What you should do —
Copy out each line below that contains the string "ridge".

━━ Task inputs ━━

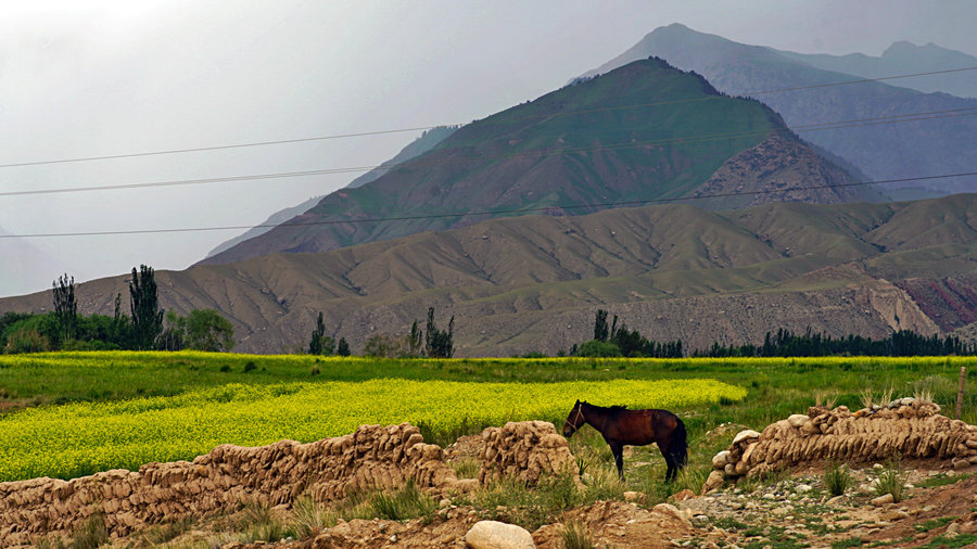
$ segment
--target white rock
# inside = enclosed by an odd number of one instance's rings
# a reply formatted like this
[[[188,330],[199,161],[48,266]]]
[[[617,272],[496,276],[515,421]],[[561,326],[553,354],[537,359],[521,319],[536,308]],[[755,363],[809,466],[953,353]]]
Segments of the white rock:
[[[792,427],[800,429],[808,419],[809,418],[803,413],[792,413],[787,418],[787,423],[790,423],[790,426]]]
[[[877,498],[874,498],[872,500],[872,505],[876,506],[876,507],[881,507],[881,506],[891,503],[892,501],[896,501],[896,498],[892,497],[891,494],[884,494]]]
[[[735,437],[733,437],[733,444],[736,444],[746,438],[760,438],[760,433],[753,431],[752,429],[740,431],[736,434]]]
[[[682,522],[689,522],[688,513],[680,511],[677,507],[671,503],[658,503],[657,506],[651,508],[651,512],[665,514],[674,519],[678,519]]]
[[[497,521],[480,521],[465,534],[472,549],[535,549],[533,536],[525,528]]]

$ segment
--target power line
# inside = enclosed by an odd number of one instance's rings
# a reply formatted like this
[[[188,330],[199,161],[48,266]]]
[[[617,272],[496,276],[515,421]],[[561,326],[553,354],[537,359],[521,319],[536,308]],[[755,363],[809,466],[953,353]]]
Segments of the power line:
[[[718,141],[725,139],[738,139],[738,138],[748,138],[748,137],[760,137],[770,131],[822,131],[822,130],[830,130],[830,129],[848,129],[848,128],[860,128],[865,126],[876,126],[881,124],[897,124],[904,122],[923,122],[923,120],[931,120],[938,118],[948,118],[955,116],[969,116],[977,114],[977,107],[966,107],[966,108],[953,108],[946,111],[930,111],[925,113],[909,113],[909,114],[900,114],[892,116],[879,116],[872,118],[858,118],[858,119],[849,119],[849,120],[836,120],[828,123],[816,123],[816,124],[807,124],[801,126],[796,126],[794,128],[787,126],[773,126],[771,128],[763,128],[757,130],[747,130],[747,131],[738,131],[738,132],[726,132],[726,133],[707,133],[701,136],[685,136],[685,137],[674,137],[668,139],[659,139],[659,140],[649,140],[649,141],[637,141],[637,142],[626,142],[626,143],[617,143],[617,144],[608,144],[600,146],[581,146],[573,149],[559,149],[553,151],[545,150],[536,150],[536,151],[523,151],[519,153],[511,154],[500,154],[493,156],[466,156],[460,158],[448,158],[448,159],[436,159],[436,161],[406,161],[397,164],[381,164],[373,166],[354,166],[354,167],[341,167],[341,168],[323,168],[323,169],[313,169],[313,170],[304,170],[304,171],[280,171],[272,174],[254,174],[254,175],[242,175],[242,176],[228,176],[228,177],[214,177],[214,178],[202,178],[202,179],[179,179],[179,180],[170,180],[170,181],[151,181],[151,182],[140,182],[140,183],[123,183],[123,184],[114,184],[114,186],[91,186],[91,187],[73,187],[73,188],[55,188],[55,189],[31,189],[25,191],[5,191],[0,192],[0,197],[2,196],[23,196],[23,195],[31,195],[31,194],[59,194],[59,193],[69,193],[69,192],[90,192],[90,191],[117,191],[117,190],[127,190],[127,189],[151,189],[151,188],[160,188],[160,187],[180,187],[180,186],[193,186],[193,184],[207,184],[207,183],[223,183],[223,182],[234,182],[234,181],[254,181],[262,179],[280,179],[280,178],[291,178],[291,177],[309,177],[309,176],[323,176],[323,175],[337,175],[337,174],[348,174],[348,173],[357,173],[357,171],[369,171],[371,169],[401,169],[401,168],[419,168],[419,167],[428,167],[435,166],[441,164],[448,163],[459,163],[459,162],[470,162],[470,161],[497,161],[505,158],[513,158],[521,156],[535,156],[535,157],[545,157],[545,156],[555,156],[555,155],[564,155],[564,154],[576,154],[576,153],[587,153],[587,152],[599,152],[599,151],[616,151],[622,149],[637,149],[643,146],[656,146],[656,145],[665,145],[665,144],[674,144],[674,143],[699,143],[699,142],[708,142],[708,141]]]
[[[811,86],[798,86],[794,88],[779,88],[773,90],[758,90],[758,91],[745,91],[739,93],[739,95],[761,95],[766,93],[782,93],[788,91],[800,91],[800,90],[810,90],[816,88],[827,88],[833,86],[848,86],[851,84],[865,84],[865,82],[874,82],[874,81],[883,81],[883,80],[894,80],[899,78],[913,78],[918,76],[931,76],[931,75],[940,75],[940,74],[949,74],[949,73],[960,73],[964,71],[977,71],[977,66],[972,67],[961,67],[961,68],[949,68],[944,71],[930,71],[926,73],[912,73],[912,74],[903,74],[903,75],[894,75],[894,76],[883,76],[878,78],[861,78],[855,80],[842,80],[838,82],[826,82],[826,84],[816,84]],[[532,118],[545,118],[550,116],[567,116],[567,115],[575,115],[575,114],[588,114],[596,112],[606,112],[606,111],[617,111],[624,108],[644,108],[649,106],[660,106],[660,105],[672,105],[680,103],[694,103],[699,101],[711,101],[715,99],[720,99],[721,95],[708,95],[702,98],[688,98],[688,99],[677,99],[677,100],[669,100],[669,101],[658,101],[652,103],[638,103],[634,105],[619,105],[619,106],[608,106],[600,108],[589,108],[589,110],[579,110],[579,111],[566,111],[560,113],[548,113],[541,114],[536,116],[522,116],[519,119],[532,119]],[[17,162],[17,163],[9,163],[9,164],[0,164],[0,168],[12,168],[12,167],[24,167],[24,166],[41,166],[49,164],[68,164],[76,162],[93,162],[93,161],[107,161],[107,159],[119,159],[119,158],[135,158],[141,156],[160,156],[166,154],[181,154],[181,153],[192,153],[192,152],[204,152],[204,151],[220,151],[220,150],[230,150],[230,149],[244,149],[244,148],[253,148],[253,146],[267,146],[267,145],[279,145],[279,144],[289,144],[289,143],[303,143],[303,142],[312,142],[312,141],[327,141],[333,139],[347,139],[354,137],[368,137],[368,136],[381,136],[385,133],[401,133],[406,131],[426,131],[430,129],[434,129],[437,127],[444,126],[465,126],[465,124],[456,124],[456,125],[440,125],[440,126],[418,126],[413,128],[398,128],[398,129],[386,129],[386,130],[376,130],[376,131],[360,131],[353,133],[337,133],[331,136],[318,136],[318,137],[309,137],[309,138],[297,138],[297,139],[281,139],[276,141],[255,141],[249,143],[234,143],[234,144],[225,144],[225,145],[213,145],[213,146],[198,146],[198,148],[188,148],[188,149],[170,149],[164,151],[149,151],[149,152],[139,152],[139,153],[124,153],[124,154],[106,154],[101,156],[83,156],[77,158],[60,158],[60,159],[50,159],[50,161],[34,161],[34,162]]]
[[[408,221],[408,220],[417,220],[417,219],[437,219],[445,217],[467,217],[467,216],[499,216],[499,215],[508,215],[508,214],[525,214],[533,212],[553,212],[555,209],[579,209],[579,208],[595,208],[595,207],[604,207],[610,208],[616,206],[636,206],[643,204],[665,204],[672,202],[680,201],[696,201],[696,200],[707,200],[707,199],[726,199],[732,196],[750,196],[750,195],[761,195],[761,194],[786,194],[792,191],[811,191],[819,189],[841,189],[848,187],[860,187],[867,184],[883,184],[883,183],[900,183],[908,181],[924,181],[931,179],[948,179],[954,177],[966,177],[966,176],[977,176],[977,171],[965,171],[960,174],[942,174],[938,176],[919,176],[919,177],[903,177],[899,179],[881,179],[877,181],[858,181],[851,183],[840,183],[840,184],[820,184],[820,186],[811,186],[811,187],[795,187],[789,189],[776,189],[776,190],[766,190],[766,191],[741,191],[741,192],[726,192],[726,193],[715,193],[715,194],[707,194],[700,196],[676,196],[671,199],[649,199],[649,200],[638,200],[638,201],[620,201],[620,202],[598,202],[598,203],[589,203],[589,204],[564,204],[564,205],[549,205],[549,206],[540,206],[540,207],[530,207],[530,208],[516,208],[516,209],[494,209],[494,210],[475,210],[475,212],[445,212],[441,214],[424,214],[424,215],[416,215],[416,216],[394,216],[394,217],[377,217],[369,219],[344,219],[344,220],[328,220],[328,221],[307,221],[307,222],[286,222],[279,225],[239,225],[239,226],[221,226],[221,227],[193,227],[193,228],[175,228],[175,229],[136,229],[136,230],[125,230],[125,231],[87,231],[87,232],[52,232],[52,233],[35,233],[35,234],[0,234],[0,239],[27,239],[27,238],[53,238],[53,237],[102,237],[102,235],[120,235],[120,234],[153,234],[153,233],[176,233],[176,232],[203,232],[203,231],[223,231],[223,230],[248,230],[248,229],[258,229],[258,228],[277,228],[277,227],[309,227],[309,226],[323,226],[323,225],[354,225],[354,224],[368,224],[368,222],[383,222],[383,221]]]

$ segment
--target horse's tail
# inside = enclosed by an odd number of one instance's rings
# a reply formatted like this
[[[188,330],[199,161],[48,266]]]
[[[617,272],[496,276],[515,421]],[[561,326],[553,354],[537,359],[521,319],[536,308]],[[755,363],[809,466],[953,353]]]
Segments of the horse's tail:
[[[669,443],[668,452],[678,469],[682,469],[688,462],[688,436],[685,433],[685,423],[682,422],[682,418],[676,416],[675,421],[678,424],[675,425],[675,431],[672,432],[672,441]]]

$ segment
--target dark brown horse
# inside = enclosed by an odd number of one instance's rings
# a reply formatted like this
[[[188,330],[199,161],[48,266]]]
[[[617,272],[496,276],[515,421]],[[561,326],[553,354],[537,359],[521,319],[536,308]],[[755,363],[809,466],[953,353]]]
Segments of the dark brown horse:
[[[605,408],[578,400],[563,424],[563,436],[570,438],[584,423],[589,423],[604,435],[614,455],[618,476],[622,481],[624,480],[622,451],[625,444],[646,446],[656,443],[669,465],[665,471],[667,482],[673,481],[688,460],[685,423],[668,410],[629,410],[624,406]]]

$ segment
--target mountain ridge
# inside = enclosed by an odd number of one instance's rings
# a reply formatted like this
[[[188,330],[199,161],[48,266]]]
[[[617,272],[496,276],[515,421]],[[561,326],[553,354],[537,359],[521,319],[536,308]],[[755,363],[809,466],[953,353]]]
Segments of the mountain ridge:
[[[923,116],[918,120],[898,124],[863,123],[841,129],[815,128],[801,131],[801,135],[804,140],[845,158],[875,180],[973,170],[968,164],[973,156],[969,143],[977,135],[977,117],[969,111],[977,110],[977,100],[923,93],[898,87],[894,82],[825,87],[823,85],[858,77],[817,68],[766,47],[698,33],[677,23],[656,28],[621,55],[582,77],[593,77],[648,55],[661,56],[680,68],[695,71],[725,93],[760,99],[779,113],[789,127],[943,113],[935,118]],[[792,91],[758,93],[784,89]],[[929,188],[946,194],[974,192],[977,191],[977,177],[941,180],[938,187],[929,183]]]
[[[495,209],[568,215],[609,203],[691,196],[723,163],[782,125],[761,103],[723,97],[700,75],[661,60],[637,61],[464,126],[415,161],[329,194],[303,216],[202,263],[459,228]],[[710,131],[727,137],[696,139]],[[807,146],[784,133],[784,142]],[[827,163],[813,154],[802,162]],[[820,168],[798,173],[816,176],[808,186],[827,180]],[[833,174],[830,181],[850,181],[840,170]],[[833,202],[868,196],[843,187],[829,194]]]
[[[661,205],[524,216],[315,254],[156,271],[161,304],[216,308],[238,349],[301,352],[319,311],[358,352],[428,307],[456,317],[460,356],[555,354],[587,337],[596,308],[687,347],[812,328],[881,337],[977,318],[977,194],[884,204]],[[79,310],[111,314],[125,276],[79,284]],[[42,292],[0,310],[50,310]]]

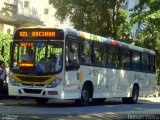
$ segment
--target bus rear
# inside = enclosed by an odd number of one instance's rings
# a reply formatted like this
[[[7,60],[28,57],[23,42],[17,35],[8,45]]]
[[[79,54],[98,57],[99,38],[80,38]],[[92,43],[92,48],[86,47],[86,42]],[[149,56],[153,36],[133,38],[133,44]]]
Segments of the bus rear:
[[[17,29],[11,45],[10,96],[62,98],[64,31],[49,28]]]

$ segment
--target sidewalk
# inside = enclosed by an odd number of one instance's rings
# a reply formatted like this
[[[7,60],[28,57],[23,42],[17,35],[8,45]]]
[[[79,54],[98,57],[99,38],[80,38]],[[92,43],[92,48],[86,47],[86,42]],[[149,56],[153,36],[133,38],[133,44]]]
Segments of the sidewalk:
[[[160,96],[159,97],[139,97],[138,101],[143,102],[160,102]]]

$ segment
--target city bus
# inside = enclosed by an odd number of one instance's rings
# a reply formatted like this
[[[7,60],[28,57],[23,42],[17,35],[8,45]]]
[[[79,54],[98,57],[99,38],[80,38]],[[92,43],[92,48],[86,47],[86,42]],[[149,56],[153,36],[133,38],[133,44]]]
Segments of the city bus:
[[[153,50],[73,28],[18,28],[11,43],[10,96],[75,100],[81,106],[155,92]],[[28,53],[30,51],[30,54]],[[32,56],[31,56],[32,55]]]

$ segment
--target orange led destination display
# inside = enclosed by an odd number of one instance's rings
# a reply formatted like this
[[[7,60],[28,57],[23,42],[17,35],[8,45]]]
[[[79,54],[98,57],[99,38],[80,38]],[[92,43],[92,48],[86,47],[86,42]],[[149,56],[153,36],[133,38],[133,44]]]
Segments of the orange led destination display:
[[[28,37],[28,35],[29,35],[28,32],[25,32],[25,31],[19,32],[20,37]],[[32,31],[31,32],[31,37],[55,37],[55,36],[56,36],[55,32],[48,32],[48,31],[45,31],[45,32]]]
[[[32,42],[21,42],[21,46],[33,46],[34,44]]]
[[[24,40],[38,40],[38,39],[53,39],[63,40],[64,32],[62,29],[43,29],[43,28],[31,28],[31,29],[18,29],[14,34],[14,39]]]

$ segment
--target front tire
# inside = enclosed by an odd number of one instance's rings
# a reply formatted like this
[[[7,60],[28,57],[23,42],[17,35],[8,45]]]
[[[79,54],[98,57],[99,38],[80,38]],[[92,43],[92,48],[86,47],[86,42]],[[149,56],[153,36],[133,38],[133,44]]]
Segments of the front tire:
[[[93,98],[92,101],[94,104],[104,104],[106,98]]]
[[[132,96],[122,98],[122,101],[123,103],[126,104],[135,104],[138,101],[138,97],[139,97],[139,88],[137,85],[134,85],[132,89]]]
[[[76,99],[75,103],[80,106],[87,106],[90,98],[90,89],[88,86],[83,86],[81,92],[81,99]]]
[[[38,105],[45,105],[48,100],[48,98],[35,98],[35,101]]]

━━━

Expected answer —
--target mountain ridge
Segments of the mountain ridge:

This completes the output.